# PASSAGE GIVEN start
In the mountain village of Cadiao we wind our way up the steep path to the Eupre mountain lodge site. Keeping our promise to the villagers to help rebuild a new green economy for them, clearing the ecolodge site is on the work menu for today. The typhoon was 4 weeks ago.
I come armed with a new crowbar and claw hammer. There are some last wobbly remnants of buildings that have to be taken completely down. Wombat and I agree the structures must be totally dismantled lest somebody gets the idea to build a new structure using the remains. We have seen termites chewing their way through most of the timbers here and we need to start afresh with the new buildings. A whole village of people has shown up and soon there’s banging sounds and the squeal of nails coming out of timber as we demolish the last of the wreckage and hurl the useless organic material over the cliff. One building, we actually chop down the posts with machetes until it gives way and crashes to cheers of the workers.
The landslide on the river side of the slope is now getting a good mulching with all kinds of wood, sticks and fallen branches. I toss mung bean seeds over the edge to help stabilize the slope. I spy a thick creeper vine clinging to a wrecked pole. Chopping it into chunks with my machete, I throw the bits over the edge so they regrow a mat to stabilize the landslide area. I can only work with what’s on hand.
The kids have Brittany totally tamed now. I see a bunch of them mulching all the plants on the site with the piles of leaves left over from the storm.
# PASSAGE GIVEN end
# DATASET CONTENT start
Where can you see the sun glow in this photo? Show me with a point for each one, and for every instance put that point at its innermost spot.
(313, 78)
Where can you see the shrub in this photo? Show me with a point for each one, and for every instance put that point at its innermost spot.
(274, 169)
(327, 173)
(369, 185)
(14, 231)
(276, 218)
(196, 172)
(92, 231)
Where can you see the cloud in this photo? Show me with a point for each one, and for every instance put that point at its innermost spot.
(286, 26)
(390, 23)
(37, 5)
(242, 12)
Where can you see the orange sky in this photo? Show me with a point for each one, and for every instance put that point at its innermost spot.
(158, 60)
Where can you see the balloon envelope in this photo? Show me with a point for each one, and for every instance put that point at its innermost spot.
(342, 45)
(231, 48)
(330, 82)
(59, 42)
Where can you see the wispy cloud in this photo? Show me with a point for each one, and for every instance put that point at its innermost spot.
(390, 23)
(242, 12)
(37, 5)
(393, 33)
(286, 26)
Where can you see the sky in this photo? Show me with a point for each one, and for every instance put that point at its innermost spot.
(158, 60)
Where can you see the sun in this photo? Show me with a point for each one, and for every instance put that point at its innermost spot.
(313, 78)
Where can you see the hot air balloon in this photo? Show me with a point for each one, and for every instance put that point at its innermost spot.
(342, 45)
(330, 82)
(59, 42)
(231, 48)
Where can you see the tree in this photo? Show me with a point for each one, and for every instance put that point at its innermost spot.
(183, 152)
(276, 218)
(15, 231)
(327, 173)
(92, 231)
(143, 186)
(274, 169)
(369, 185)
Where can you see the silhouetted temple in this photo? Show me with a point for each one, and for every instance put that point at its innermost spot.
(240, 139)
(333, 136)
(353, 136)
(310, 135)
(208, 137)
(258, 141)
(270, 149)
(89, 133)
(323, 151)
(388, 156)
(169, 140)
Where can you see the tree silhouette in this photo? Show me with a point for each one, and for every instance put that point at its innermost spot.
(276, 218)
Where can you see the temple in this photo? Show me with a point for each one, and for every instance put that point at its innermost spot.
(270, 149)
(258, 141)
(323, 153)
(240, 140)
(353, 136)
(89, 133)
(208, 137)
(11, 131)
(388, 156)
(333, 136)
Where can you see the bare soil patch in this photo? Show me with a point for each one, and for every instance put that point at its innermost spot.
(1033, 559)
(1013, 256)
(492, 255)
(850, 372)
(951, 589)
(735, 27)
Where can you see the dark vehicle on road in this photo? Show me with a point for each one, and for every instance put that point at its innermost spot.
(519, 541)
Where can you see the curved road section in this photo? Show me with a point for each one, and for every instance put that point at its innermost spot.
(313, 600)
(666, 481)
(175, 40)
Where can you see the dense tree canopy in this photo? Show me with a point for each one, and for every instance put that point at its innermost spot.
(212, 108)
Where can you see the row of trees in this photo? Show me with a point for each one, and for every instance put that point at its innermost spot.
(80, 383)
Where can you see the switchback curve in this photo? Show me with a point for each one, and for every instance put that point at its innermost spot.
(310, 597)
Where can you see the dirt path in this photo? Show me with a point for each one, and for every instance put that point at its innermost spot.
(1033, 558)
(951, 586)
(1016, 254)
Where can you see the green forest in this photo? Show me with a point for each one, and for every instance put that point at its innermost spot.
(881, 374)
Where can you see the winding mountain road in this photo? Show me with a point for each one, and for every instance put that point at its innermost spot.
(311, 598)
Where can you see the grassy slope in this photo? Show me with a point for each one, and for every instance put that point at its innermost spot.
# DATASET CONTENT end
▶ BRIEF 1:
In the account of clearing the Eupre lodge site, restate the part that opens with "The landslide on" and closes with "from the storm.", changing "creeper vine" to "climbing vine".
▶ BRIEF 2:
Answer from the account of clearing the Eupre lodge site:
(a) How long ago was the typhoon?
(b) Which two tools does the writer bring?
(c) What kind of seeds are tossed over the edge of the slope?
▶ BRIEF 3:
Proceed with the account of clearing the Eupre lodge site from its last sentence.

▶ WRITTEN REPLY 1:
The landslide on the river side of the slope is now getting a good mulching with all kinds of wood, sticks and fallen branches. I toss mung bean seeds over the edge to help stabilize the slope. I spy a thick climbing vine clinging to a wrecked pole. Chopping it into chunks with my machete, I throw the bits over the edge so they regrow a mat to stabilize the landslide area. I can only work with what’s on hand.
The kids have Brittany totally tamed now. I see a bunch of them mulching all the plants on the site with the piles of leaves left over from the storm.

▶ WRITTEN REPLY 2:
(a) 4 weeks ago
(b) A new crowbar and a claw hammer
(c) Mung bean seeds

▶ WRITTEN REPLY 3:
Somebody drags out a full bunch of ripe, fat, yellow bananas from under a fallen tree. The villager smiles and offers me one. Hungrily I grab it and strip the skin back and munch into it. Yeech! WTF? It has large bluish seeds inside and the locals all chuckle as they watch my reaction. The old seedy banana trick, eh? I figure if it worked on me it should work on Britt, but she gets suspicious when she sees all the other dudes chuckling. No banana for Britt. Seeds in a banana are a new thing for me and I realize that bananas will also stabilize the slope. I get Britt to pass the bananas out to the kids and soon we see the kids lining up along the rim of the cliff chewing and spitting seeds in unison. I’ve used some novel ways to distribute seeds before but this is the first time using seed spitting children for me. Some of the local ladies are busting a gut laughing at the funny sight.
We arrive back in Iloilo to meet with the Mountaineering Club. Rebecca shows them the films she made of us clearing the site and another of the damage inflicted around Barbaza.
Around a large oval table the team and I present our proposal to entirely build a new lodge using the fallen timbers dropped by the typhoon a month before. I have some experience using rice husks, sand and cement to make a kind of light weight strong concrete, so we present our plan to rebuild the lodge in the most eco friendly and typhoon proof manor. To do this, we need their support to get back to Barbaza and write up a full plan for 5 separate projects linked together, including the ecolodge. The mountaineers like the concept so they agree to give us their answer the next day.
We stay in a real hotel…with real beds and sheets and stuff! Yay! Hubert and I share a room looking down on to a pool. It seems surreal after a smashed world of chaos. The Internet works so we spend most of the day catching up on admin and making reports to our network. We eat emergency pizza.
I race around the city pricing equipment and vehicles we will need as does Wombat who will be in charge of the lodge construction. Hubert jumps on a plane to Manila to round up some more support options. I’m going to miss that guy.
We get an SMS from Roli, our local guide. The Mountaineers will fund us a van and support Roli to come. Yippee! Roli has become part of our team and the local people up in the mountains adore him. The second half of the recon is on so we pile in a local bus the next day heading for Barbaza. Four hours later we stretch our cramped bodies and retrieve our equipment from the bus’ luggage lockers before it tears off, air horn blaring, in a cloud of exhaust smoke. Barbaza has been waiting.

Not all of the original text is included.